Do this: Transcribe word for word the part of the RISC-V hypervisor text below, starting with "Let me help" and going on through "guest actually gets.".

Text section:
........
Here is a thing about RISC-V hypervisors that nobody tells you. The hypervisor extension is twenty CSRs. Not twenty new instructions. Not a separate root privilege level. Not a microcode blob you have to reverse. Twenty configuration registers. You read the spec in an afternoon and then you know the whole thing. Try that with VMX.
Every time I tell someone the H-extension is simple, they assume I mean "simple compared to x86" which is like saying your apartment is clean compared to a landfill. No. I mean it is genuinely, architecturally simple. The spec chapter is forty pages and half of that is register diagrams.
Let me help u walk through it from the bottom up. If you know RISC-V page tables already, skip the first section. If you don't, I am going to explain them in a way that makes the two-stage stuff easy
What You Need To Know First
RISC-V has three privilege levels. M-mode is the firmware, the thing that runs before anything else. S-mode is your kernel. U-mode is your userspace. When U-mode needs to do something it cannot, it traps to S-mode. When S-mode needs to do something it cannot, it traps to M-mode. This is a stack btw
A hypervisor lets you run an entire OS inside another OS. The outer OS (or a thin shim) becomes the hypervisor. The inner OS is the "guest." The guest thinks it owns the hardware. The hypervisor decides what the guest actually gets.
The H-extension adds two virtual privilege levels: VS-mode (where the guest kernel runs) and VU-mode (where the guest's user processes run). To the guest, VS-mode looks exactly like S-mode. Same CSRs, same trap mechanism, same page tables. The hypervisor lives in HS-mode, which is S-mode with access to the H CSRs.
A CSR is how you talk to the CPU. Page table
pointer goes in
satp. Interrupt handler address
goes in stvec. Trap cause goes in
scause. The H-extension adds new
CSRs for the hypervisor's page table pointer,
fault information, and the bits that control
what traps to you
A trap is the CPU saving state and jumping to a
handler.
sret goes back. One bit in
hstatus changes whether
sret returns to a guest or returns
to a normal S-mode process. That bit is
literally all that separates "return to kernel"
from "return to guest kernel."
The Page Table You Already Know (Sv39)
Before we get to two-stage, we need to understand what one-stage looks like. RISC-V uses a radix-tree page table called Sv39. The virtual address is 39 bits, broken into four pieces:
38 30 29 21 20 12 11 0 +----------+----------+----------+----------+ | VPN[2] | VPN[1] | VPN[0] | offset | +----------+----------+----------+----------+ 9 bits 9 bits 9 bits 12 bits
The MMU starts at the page table root, pointed
to by
satp.ppn shifted left 12 bits
(because page tables are page-aligned). It
indexes into level 2 using VPN[2], reads a PTE
(Page Table Entry, 8 bytes). If the PTE has the
V bit set and the R, W, or X bits set, it is a
leaf, stop here, you found your physical page.
........
Provided material:
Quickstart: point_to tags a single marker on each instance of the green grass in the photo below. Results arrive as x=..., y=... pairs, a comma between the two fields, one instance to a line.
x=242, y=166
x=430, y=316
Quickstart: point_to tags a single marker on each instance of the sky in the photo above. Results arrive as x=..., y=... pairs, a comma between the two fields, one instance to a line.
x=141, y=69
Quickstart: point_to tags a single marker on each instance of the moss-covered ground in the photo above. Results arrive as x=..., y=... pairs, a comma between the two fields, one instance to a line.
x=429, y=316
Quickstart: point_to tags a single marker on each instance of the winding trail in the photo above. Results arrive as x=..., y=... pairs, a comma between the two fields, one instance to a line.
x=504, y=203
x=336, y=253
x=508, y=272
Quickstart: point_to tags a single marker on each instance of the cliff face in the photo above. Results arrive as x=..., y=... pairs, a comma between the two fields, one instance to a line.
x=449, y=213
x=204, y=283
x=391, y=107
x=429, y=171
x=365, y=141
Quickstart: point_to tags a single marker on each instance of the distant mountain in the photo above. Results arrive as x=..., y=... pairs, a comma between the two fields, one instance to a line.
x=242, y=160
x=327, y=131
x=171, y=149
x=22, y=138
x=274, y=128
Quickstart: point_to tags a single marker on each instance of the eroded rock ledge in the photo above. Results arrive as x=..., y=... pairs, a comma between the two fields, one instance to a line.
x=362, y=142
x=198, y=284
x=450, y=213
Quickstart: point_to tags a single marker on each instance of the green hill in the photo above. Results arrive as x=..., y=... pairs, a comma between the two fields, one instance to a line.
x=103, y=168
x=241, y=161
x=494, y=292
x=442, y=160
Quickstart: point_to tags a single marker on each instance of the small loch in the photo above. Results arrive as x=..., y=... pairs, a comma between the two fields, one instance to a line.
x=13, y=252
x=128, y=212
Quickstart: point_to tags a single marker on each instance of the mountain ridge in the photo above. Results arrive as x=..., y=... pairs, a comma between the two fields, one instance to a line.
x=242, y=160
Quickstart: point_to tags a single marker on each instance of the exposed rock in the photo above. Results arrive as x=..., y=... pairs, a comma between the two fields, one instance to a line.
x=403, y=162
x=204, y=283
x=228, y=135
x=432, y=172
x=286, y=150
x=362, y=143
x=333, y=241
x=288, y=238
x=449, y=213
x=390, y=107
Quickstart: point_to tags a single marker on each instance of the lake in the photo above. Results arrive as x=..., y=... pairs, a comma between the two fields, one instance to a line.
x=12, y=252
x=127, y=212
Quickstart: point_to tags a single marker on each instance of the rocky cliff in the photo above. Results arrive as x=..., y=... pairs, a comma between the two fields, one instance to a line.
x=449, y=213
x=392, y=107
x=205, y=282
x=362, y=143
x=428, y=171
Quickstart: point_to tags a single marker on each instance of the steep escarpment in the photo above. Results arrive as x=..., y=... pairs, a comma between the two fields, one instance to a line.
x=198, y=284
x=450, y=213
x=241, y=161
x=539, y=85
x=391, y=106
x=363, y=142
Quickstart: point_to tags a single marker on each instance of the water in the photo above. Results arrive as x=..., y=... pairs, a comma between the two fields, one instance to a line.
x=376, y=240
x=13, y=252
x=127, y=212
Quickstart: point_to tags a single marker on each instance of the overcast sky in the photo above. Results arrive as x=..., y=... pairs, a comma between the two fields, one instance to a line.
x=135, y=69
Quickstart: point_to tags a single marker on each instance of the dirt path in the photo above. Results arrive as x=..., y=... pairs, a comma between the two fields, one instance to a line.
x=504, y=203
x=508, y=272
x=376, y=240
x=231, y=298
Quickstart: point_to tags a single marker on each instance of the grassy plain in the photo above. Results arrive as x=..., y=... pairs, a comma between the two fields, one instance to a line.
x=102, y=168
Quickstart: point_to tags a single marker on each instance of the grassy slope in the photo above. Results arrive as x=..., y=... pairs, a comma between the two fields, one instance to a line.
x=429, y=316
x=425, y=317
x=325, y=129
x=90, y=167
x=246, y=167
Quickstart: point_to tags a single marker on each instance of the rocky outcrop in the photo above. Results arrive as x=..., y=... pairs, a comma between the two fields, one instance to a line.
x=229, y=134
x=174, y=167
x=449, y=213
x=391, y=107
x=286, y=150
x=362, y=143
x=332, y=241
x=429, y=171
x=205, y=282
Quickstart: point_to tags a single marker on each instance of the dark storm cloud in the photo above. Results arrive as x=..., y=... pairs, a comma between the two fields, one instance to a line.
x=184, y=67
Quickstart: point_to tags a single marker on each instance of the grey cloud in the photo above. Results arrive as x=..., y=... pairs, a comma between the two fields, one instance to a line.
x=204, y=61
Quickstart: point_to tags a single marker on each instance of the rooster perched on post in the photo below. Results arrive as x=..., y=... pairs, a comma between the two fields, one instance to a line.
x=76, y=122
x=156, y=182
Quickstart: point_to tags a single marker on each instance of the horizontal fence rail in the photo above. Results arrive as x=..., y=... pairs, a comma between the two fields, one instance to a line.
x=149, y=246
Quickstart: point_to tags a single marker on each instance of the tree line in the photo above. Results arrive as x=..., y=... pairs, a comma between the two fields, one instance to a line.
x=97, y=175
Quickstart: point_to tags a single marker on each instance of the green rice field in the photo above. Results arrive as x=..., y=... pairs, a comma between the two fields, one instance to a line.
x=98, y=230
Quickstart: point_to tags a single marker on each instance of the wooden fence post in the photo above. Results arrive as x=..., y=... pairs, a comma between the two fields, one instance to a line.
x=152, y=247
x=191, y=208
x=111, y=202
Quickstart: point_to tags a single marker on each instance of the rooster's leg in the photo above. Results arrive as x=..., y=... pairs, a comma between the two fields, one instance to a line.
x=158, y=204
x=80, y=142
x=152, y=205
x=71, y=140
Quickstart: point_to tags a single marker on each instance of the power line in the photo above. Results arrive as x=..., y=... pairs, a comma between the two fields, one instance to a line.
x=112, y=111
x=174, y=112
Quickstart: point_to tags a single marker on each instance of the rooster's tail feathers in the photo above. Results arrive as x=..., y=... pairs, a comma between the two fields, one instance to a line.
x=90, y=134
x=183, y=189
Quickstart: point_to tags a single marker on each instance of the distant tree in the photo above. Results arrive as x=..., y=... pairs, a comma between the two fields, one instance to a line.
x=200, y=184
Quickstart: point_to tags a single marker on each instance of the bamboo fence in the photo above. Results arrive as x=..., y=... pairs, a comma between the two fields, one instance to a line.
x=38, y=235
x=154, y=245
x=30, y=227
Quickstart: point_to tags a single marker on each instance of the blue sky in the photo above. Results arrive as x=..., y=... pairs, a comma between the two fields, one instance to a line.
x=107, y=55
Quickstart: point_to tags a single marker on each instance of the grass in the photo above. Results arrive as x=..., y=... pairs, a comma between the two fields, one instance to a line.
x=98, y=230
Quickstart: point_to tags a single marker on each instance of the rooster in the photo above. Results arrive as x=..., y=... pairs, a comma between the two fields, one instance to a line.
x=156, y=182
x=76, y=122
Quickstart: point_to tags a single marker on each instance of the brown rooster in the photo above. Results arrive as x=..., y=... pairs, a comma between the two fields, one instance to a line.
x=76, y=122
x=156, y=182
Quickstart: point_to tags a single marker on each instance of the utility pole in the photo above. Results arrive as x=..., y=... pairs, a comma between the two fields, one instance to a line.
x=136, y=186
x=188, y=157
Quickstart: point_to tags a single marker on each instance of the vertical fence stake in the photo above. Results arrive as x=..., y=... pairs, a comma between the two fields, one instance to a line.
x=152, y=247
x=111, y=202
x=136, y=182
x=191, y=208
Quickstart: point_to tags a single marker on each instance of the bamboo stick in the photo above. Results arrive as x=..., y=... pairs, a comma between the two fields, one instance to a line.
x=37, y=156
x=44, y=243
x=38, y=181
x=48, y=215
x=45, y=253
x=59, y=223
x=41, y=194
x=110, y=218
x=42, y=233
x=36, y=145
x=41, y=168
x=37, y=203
........
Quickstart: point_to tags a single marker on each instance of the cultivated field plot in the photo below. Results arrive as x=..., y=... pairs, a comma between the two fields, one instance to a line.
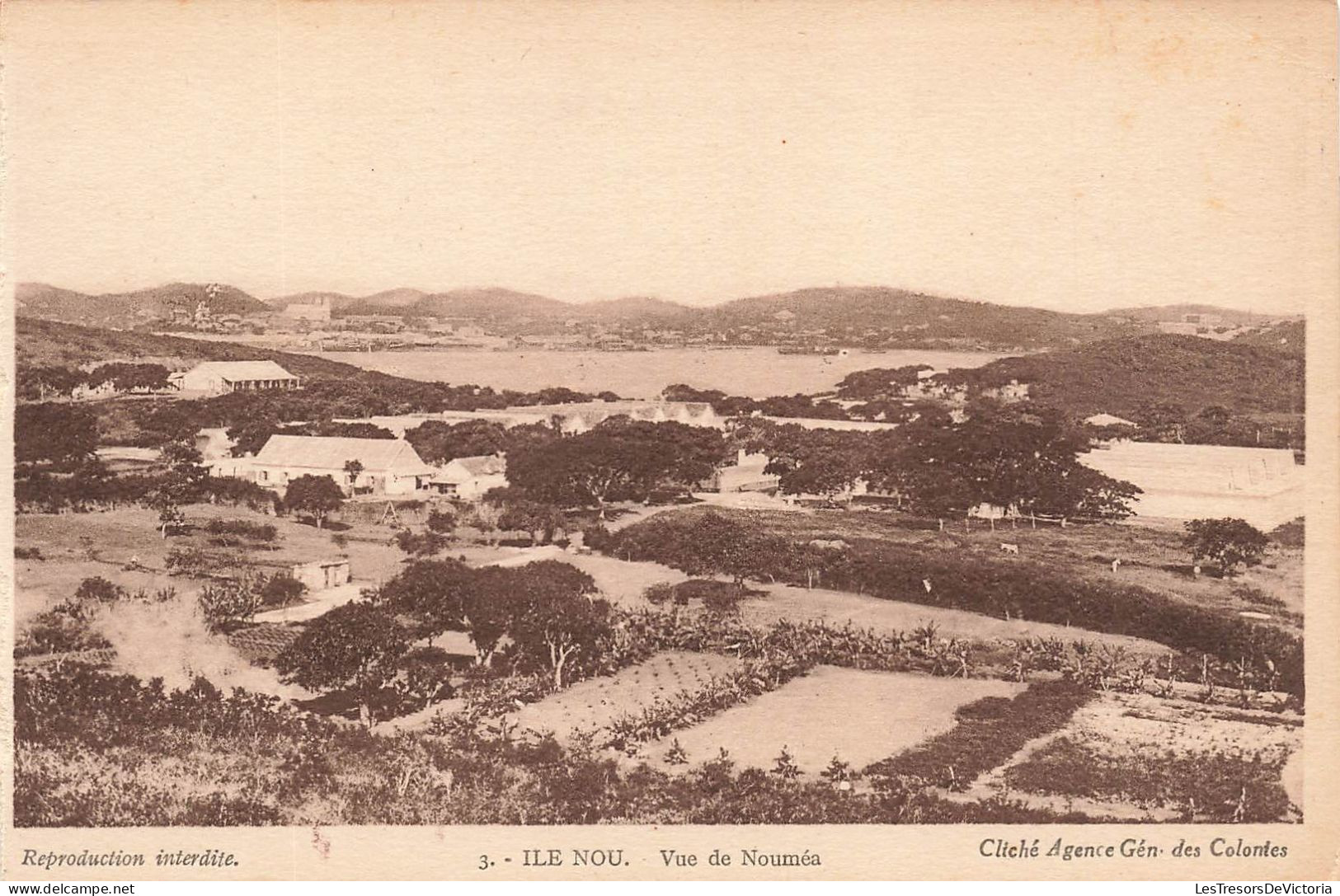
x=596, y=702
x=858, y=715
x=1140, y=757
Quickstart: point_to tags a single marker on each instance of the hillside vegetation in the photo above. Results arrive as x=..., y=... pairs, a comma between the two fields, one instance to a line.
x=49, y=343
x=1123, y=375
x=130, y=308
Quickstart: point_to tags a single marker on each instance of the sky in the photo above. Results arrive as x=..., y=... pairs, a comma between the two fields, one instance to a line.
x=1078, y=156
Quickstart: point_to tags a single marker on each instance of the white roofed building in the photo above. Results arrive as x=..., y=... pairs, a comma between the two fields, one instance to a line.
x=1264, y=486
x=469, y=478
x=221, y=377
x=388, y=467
........
Correct response:
Let me help u walk through it from the bottom up. If you know RISC-V page tables already, skip the first section. If you don't, I am going to explain them in a way that makes the two-stage stuff easy
What You Need To Know First
RISC-V has three privilege levels. M-mode is the firmware, the thing that runs before anything else. S-mode is your kernel. U-mode is your userspace. When U-mode needs to do something it cannot, it traps to S-mode. When S-mode needs to do something it cannot, it traps to M-mode. This is a stack btw
A hypervisor lets you run an entire OS inside another OS. The outer OS (or a thin shim) becomes the hypervisor. The inner OS is the "guest." The guest thinks it owns the hardware. The hypervisor decides what the guest actually gets.